— begin Data —

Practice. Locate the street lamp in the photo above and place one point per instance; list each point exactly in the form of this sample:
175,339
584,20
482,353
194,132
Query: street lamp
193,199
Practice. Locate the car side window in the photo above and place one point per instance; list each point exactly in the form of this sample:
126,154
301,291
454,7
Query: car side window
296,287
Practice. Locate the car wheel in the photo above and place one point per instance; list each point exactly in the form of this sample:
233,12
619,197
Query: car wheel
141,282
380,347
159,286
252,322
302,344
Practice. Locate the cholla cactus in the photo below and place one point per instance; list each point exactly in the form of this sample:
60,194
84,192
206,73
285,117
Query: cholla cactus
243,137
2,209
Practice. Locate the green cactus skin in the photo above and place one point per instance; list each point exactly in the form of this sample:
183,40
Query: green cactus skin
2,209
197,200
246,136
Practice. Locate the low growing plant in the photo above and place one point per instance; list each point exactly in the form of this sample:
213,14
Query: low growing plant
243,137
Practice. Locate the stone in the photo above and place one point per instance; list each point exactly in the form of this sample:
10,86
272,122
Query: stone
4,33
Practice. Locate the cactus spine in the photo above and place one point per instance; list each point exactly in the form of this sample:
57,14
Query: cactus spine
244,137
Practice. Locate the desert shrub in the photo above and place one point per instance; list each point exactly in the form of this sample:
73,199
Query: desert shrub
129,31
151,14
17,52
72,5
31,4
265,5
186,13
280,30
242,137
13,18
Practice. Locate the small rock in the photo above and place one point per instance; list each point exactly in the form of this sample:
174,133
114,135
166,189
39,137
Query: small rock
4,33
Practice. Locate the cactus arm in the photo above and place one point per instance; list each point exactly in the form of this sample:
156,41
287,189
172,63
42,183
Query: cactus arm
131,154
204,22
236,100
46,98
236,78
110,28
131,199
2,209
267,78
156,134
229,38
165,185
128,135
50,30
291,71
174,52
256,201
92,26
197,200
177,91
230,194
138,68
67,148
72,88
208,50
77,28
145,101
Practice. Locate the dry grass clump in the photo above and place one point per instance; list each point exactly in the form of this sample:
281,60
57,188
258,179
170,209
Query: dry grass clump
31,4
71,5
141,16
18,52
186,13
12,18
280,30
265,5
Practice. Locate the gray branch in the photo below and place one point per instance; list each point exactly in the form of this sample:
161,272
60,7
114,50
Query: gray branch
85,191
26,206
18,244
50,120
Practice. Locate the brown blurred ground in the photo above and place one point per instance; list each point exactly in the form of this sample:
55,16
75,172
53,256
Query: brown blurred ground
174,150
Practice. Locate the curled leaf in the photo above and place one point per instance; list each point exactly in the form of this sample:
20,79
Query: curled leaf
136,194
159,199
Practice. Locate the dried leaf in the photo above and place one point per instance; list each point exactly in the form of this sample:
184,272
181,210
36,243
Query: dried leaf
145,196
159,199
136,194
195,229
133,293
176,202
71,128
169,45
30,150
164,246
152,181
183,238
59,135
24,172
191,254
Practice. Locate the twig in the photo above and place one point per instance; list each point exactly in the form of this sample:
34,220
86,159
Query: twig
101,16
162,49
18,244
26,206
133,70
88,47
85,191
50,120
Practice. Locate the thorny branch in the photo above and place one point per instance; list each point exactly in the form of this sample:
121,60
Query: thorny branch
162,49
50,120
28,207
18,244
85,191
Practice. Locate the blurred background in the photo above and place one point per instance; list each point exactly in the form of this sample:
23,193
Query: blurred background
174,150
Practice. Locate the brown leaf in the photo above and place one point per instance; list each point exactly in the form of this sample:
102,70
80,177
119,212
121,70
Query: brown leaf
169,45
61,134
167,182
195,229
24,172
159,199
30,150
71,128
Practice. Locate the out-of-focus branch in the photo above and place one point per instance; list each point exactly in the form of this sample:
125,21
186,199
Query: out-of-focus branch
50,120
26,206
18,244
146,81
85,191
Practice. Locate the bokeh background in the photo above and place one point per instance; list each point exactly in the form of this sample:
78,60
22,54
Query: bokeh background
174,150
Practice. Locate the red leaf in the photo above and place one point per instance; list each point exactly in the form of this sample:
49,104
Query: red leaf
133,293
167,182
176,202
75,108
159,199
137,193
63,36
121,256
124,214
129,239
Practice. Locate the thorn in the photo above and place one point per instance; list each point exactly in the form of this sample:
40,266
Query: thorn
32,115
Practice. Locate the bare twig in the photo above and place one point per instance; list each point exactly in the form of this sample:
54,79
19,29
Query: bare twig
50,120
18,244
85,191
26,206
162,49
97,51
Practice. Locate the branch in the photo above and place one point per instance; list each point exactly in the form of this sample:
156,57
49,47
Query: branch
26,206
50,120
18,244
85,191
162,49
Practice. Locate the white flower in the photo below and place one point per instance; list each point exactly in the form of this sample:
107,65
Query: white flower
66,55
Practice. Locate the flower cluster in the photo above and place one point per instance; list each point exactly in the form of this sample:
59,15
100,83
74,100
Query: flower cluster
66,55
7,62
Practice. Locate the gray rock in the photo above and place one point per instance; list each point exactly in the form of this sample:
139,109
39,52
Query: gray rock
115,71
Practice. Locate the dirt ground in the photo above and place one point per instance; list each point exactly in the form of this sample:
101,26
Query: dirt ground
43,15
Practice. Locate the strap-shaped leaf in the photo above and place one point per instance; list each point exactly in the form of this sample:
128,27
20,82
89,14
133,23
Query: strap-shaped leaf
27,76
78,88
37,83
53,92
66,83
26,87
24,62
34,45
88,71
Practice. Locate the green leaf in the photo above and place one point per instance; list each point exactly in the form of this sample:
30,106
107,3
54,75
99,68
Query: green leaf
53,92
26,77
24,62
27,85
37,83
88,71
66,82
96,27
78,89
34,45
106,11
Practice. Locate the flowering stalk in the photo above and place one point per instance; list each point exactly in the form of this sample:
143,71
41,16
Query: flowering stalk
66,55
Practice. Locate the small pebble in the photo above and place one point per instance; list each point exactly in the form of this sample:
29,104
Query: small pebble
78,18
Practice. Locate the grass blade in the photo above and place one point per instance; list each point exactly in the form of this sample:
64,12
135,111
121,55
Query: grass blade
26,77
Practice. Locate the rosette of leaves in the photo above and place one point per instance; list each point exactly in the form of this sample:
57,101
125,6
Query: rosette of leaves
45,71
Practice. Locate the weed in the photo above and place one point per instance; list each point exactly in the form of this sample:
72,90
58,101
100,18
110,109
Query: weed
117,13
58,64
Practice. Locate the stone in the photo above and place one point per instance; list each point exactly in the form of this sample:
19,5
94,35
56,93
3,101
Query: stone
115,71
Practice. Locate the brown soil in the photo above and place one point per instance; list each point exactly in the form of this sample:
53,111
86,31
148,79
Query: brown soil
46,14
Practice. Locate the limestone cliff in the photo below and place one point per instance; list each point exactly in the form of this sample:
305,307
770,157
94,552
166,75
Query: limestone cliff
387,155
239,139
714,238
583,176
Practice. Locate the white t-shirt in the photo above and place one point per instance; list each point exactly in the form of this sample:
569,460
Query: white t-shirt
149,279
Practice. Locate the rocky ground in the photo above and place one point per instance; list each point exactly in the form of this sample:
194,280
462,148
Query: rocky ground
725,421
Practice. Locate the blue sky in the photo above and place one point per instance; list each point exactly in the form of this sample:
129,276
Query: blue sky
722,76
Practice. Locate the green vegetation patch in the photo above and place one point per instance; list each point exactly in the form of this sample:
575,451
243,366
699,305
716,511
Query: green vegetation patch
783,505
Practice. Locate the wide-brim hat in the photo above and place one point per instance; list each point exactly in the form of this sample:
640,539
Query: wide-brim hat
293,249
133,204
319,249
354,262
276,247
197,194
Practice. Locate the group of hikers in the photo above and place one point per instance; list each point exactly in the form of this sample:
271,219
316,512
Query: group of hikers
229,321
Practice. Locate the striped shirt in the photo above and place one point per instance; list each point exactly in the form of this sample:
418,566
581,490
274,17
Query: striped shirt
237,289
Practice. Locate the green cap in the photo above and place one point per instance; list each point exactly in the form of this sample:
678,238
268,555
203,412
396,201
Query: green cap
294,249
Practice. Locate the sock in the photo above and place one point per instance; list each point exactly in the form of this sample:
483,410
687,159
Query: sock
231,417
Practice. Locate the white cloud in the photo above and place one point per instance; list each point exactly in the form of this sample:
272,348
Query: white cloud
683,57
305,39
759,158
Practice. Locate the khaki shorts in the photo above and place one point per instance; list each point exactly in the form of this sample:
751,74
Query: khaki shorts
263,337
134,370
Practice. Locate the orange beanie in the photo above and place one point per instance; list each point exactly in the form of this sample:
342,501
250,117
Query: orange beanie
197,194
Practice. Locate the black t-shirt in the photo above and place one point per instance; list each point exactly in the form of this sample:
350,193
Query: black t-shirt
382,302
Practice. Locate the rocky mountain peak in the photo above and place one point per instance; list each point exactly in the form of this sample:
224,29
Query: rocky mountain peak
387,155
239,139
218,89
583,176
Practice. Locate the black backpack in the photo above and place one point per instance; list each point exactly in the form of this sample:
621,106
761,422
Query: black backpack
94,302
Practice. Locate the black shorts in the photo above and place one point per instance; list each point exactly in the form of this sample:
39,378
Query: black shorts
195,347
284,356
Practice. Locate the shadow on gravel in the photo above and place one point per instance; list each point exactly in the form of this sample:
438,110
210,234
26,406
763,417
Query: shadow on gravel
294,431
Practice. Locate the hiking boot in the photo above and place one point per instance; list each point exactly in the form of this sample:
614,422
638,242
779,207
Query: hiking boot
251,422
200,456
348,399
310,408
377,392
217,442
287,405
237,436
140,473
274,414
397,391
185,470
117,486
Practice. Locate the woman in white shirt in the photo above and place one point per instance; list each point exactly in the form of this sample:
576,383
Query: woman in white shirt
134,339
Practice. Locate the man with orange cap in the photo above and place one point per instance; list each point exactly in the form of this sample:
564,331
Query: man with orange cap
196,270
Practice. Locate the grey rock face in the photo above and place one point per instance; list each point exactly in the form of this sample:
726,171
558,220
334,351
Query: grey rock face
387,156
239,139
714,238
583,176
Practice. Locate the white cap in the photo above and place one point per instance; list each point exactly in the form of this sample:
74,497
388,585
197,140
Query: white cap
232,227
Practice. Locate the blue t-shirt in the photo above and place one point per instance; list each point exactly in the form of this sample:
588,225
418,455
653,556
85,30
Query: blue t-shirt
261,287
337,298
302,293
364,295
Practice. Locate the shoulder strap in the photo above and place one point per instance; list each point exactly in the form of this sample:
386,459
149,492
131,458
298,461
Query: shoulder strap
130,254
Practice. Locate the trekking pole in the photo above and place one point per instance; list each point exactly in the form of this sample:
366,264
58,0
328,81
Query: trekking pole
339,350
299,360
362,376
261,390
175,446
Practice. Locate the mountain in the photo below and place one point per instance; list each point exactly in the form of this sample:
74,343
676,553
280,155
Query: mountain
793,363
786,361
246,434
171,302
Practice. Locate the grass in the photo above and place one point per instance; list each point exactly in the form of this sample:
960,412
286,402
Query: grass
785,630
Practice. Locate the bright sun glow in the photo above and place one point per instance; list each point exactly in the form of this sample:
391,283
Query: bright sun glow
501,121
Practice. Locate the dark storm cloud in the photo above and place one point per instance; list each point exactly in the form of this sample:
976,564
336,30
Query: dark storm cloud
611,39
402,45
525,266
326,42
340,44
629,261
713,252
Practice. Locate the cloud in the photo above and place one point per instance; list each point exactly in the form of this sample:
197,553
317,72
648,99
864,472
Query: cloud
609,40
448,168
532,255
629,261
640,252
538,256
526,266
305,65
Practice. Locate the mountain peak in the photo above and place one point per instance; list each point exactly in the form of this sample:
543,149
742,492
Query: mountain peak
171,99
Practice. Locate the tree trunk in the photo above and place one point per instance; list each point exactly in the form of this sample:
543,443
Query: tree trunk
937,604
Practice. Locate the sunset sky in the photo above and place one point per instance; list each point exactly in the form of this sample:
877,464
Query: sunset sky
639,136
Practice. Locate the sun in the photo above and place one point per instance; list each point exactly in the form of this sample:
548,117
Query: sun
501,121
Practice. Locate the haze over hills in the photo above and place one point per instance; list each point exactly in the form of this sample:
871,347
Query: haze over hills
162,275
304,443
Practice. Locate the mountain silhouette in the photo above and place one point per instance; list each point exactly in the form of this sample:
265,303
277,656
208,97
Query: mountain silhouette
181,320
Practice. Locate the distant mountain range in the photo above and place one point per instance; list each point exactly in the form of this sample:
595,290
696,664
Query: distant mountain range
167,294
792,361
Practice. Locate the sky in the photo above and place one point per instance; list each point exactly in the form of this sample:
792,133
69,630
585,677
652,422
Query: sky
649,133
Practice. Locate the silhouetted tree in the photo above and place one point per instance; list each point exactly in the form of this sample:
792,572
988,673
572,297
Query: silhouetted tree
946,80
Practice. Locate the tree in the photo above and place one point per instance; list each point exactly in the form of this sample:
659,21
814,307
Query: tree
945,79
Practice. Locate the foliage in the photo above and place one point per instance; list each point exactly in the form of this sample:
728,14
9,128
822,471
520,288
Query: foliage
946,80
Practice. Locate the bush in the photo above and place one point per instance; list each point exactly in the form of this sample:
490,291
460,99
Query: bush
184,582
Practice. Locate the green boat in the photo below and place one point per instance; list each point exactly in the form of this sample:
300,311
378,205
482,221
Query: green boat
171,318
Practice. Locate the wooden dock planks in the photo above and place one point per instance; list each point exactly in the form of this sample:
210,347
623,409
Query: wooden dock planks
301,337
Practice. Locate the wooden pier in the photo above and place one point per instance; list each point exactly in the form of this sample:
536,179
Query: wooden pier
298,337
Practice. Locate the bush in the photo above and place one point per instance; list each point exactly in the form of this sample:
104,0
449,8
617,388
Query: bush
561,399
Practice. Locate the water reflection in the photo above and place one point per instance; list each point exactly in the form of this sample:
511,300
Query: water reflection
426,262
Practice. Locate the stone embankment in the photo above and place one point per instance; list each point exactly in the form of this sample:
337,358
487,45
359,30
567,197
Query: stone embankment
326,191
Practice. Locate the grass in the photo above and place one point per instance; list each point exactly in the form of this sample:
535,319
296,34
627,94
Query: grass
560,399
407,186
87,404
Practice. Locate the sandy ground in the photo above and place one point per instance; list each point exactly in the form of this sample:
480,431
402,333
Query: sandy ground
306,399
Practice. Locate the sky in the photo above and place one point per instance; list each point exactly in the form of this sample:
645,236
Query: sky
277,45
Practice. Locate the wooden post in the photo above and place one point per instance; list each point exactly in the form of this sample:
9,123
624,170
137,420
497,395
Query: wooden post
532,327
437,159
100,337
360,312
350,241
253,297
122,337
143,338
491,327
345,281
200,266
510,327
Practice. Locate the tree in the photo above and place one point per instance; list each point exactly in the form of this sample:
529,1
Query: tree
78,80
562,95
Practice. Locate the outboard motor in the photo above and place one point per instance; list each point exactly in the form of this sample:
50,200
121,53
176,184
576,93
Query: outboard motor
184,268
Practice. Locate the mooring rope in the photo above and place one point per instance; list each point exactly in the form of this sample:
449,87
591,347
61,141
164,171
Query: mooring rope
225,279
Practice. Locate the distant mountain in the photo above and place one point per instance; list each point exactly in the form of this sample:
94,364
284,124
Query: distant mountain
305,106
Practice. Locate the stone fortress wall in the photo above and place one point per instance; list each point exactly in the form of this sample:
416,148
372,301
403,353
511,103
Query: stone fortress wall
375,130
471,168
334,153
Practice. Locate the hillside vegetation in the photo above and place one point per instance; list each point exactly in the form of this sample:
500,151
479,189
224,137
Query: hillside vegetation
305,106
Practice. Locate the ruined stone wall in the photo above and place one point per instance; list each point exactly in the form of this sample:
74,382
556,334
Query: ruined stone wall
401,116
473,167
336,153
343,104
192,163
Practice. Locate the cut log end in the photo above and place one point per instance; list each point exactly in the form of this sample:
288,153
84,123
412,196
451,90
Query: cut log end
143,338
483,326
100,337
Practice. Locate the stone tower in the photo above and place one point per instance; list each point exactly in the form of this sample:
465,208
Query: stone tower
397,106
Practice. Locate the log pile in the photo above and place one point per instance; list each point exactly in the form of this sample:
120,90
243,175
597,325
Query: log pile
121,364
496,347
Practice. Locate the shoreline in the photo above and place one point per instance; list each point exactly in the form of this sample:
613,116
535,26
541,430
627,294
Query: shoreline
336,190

— end Data —

→ **Given exercise**: The line containing "Practice. Locate the cut" and every line after it, through the end of the records, should be repeated exactly and alone.

→ **The completed task**:
Practice. Locate the cut log end in the photo above and place one point per instance; list each point exactly in the form of this sample:
288,153
84,123
412,196
451,90
Query: cut log end
143,338
483,326
100,337
Practice. Locate the stone tower in the photo above and place one point per instance; list each point exactly in the form of this sample:
465,208
Query: stone tower
397,106
Practice. Locate the log pile in the photo above and place one point per instance; list each point exactly in the form of this sample:
120,90
243,175
597,325
Query: log pile
121,364
496,347
Practice. Locate the shoreline in the photo above and place one point per instance; list each point exactly in the form of this sample:
613,116
535,26
541,430
627,294
Query: shoreline
336,190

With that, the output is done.